═════ Input

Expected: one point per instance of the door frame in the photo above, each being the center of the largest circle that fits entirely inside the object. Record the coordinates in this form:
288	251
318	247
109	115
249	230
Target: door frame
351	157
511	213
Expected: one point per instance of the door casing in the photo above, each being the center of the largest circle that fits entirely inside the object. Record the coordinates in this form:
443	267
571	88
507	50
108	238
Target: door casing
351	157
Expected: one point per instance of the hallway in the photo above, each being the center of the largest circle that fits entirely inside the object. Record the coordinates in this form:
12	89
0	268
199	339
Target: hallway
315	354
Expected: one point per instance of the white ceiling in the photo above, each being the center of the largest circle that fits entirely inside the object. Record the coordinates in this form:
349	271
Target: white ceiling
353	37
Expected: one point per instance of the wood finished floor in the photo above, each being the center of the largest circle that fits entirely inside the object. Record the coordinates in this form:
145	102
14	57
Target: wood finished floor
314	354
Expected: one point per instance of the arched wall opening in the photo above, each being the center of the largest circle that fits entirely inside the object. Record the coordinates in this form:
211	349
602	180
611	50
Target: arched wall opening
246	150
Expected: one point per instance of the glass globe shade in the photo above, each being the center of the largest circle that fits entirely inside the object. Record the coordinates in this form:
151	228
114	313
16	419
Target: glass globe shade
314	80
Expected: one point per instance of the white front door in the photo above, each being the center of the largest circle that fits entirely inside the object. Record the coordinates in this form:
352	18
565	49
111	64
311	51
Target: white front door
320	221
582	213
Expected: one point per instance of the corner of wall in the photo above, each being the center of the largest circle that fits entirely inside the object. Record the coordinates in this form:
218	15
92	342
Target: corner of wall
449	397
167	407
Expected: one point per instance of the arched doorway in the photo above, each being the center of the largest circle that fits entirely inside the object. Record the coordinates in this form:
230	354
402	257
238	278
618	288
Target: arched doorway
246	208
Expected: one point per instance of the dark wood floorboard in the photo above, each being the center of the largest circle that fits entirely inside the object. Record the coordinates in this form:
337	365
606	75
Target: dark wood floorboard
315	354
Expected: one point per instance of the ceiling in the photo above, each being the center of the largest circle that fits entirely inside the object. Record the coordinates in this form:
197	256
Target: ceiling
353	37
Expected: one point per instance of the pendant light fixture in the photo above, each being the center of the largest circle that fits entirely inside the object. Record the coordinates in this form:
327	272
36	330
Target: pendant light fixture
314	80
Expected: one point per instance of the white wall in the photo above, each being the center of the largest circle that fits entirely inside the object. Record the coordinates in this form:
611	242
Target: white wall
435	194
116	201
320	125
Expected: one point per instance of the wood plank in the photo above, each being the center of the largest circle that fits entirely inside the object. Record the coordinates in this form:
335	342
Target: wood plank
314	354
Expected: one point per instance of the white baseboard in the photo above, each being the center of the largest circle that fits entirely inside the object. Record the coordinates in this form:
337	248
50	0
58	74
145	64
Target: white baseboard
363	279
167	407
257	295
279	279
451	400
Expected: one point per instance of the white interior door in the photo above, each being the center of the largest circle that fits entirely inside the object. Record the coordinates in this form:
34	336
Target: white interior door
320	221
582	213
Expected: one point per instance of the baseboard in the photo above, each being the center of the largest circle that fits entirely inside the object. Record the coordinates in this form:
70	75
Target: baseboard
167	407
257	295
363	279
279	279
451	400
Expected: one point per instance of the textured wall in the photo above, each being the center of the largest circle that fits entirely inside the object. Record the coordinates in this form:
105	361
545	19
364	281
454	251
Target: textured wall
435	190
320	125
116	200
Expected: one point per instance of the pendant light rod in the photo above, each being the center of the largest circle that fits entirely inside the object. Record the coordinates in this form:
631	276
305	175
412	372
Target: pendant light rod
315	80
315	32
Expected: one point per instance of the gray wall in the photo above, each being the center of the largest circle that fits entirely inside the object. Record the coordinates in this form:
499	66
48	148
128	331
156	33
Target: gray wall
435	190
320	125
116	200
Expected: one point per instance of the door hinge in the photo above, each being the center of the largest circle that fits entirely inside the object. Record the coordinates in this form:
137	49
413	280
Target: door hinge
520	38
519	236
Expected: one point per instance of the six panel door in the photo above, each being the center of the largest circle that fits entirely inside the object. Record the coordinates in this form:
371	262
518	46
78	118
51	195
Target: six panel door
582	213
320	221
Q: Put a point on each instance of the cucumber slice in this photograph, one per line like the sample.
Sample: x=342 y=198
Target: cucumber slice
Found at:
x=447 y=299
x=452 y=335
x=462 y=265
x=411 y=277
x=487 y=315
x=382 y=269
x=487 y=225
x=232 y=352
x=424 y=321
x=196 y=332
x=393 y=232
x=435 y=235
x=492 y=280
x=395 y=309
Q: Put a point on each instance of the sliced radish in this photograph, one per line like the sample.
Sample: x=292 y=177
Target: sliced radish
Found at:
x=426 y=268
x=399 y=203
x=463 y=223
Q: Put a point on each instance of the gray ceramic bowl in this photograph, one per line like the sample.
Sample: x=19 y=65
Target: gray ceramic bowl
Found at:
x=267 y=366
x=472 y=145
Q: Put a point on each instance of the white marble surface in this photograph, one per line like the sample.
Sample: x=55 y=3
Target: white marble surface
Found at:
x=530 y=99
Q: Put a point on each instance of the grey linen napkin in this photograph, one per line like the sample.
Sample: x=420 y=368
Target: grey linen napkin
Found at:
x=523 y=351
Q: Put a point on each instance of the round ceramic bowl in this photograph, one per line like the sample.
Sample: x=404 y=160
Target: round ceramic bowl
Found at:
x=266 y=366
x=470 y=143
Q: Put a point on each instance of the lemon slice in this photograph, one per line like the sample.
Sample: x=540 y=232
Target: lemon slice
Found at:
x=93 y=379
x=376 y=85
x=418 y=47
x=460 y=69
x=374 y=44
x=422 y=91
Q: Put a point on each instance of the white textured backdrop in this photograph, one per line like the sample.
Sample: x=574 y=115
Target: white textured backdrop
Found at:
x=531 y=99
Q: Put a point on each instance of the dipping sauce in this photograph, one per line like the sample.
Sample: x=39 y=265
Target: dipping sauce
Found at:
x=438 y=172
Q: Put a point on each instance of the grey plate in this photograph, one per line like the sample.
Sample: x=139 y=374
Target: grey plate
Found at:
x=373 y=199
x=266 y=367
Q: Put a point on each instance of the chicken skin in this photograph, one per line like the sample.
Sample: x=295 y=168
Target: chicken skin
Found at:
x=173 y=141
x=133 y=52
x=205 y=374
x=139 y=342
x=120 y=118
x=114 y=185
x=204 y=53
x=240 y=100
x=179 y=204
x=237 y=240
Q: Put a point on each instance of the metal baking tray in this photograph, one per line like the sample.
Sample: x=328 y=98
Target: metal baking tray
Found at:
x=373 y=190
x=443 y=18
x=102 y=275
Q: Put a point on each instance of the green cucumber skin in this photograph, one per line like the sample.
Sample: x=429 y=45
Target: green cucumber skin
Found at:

══════════

• _Exercise prompt_:
In the records above, find each line that holds the word "surface"; copy all such lines.

• _Exercise solution_:
Q: Put a point on each instance of the white marble surface in this photograph, one per line like the sample.
Target: white marble surface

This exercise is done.